**DOCUMENT SECTION**:

■ ■ ■

Encryption & Data Protection
What's encrypted, how, and why — protecting patient data at every level.
Encryption in Transit
All data moving between users and the platform is encrypted using TLS (HTTPS). This includes:
- Browser to application (patient portal, clinic app)
- Application to database
- Application to external services (Clerk, Daily.co, AWS S3)
No unencrypted connections are accepted.
Encryption at Rest
Patient data is encrypted when stored, at two levels:
Infrastructure encryption
The database (AWS RDS PostgreSQL) encrypts all stored data using AES-256. This protects against physical access to the storage hardware — if someone obtained the hard drive, the data would be unreadable.
Application-level encryption
The most sensitive fields receive an additional layer of encryption applied by the application itself, before the data reaches the database:
| Field | Why Extra Encryption |
|---|---|
| Patient phone numbers | Direct patient contact information |
| API keys | Credentials that grant system access |
Application-level encryption means that even someone with direct database access (a database administrator, for instance) cannot read these fields without the application's encryption keys.

■ ■ ■

Dataset entries
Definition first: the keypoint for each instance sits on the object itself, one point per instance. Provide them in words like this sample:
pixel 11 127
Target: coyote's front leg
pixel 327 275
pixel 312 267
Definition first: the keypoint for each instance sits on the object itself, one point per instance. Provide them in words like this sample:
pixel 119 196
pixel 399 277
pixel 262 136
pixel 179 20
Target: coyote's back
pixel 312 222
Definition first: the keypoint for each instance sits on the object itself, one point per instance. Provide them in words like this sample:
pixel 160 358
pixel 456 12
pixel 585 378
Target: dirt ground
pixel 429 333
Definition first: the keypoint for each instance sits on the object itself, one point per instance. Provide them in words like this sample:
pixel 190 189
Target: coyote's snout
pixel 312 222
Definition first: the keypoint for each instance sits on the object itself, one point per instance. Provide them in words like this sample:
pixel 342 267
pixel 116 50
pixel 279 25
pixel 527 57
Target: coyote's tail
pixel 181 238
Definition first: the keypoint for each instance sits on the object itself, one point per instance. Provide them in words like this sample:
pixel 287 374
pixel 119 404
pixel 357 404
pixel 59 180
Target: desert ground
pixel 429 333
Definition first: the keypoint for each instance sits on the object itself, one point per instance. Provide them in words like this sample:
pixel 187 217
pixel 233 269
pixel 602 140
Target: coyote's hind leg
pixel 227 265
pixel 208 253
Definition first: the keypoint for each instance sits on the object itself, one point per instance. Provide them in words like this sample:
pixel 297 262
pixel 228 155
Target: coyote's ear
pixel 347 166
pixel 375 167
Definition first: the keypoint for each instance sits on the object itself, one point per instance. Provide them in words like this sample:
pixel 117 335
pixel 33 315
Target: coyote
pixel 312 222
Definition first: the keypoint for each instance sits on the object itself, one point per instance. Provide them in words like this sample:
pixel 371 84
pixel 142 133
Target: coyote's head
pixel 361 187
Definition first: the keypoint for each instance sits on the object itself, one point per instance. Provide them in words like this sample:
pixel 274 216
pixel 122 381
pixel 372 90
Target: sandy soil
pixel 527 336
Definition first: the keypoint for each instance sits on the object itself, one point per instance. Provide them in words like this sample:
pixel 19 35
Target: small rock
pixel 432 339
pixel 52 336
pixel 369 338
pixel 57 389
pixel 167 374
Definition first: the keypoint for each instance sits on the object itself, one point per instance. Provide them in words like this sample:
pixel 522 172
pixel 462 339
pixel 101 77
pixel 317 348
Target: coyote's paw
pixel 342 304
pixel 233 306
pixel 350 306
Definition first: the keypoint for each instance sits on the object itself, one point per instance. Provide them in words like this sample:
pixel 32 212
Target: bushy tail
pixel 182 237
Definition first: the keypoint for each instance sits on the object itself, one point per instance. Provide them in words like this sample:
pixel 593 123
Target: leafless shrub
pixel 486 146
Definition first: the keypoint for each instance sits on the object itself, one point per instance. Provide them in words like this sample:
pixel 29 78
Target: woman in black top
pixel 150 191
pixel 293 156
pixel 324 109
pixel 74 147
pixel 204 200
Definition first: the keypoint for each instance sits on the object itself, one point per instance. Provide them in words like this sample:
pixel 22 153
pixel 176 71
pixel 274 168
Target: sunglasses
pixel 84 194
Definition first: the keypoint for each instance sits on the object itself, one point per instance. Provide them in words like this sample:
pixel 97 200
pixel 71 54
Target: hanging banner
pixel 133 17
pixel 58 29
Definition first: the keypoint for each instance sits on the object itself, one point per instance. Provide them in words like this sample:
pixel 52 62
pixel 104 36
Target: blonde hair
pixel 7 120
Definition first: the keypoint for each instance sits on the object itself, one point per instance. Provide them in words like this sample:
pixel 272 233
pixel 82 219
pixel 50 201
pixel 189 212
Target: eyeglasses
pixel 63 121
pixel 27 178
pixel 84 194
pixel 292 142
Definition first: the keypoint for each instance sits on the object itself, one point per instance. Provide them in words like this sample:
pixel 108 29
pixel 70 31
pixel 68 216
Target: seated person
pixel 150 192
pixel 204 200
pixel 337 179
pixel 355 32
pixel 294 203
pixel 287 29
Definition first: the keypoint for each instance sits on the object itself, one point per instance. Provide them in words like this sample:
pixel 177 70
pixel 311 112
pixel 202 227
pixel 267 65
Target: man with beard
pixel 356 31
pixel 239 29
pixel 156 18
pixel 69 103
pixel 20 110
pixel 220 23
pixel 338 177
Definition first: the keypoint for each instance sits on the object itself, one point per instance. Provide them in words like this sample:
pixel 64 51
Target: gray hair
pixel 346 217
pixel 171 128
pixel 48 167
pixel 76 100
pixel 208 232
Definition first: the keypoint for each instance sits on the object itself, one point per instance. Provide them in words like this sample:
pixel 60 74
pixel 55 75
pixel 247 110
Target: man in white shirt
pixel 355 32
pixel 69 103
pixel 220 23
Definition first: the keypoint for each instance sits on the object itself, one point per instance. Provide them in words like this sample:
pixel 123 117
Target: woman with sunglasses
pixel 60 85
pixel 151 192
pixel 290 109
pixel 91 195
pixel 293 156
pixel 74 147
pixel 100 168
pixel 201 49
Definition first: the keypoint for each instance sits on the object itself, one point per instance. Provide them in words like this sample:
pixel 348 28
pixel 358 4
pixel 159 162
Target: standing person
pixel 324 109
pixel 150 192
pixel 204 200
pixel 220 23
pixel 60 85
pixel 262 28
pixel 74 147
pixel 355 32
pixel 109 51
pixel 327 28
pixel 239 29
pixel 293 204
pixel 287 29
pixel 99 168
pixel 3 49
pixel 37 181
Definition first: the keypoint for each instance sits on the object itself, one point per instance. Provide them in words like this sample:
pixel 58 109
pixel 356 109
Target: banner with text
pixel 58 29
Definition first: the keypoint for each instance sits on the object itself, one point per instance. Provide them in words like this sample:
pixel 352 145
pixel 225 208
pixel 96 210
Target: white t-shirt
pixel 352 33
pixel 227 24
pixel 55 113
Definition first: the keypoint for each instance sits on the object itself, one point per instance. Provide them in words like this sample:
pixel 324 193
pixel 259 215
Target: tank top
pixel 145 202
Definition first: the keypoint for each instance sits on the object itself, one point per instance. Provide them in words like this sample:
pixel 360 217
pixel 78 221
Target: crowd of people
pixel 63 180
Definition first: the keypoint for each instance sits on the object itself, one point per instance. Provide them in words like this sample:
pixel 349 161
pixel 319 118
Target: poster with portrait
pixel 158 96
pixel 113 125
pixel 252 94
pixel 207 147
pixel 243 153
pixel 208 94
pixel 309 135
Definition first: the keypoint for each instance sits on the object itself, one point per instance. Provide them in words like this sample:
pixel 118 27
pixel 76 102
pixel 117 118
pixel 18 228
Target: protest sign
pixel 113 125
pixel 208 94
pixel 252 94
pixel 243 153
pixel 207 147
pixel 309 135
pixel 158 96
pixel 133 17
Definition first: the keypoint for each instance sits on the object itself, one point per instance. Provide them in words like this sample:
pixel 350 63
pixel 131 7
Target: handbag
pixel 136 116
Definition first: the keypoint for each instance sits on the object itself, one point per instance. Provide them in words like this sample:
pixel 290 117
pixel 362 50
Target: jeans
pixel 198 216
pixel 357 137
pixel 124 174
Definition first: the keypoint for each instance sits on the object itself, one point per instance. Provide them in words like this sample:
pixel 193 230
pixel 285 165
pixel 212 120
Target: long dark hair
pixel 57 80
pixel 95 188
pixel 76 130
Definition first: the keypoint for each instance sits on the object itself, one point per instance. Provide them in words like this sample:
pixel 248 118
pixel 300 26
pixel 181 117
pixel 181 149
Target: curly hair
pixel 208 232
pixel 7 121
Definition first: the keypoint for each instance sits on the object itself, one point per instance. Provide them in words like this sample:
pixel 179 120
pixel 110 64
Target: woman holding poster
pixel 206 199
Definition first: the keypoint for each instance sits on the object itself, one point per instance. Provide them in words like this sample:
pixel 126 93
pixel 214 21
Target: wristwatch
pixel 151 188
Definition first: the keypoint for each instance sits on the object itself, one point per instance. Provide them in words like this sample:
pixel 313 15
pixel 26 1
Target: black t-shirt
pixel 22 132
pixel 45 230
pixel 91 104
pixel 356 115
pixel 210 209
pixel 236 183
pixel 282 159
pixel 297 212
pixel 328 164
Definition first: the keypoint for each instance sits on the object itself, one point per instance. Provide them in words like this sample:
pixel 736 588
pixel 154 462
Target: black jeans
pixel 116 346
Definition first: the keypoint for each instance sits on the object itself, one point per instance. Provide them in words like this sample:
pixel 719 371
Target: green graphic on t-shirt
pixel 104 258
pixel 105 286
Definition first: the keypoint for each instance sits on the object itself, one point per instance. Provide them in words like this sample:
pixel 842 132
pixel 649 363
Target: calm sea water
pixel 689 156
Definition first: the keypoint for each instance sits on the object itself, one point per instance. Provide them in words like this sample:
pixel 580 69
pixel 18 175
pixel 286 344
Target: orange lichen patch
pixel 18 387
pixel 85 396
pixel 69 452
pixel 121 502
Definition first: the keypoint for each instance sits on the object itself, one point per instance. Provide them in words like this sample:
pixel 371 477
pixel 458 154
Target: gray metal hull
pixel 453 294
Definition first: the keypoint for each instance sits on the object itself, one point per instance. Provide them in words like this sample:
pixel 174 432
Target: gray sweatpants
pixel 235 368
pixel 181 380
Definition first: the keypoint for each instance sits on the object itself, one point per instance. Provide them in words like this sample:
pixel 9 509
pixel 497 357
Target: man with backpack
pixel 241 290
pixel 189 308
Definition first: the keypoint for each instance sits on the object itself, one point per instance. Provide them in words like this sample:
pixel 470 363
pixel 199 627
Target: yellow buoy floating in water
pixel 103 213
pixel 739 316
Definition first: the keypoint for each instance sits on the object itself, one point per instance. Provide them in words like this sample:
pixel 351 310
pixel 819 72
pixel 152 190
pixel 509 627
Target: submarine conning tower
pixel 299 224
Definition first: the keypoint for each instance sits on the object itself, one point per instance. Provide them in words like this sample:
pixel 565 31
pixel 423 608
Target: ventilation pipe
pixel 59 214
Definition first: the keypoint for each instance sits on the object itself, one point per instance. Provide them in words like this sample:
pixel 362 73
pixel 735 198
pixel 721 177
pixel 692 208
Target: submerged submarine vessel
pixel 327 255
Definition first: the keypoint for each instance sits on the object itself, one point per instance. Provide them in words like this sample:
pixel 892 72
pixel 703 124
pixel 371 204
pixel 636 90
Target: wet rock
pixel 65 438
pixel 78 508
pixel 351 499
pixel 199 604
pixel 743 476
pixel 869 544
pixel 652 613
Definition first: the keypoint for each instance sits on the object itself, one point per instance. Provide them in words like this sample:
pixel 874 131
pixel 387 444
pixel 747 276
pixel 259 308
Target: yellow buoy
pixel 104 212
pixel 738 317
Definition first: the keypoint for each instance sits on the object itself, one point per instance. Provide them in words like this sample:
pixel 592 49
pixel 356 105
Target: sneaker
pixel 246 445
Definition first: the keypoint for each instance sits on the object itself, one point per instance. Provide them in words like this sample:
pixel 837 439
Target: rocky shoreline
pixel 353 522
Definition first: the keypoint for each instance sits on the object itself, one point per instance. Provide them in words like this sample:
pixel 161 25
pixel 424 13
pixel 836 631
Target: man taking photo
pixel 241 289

■ ■ ■

**REQUIRED ACTION 1**: Repeat the part of the encryption page that opens with the words containing "Encryption in Transit" and closes with "would be unreadable.".
**REQUIRED ACTION 2**:
Answer these questions from the encryption page.
(a) What encryption standard does the database use for stored data?
(b) Which external services does the application connect to?
(c) Which two fields receive application-level encryption?
Please answer using only the encryption page.

**ANSWER SPACE 1**:
Encryption in Transit
All data moving between users and the platform is encrypted using TLS (HTTPS). This includes:
- Browser to application (patient portal, clinic app)
- Application to database
- Application to external services (Clerk, Daily.co, AWS S3)
No unencrypted connections are accepted.
Encryption at Rest
Patient data is encrypted when stored, at two levels:
Infrastructure encryption
The database (AWS RDS PostgreSQL) encrypts all stored data using AES-256. This protects against physical access to the storage hardware — if someone obtained the hard drive, the data would be unreadable.

**ANSWER SPACE 2**:
(a) AES-256
(b) Clerk, Daily.co, and AWS S3
(c) Patient phone numbers and API keys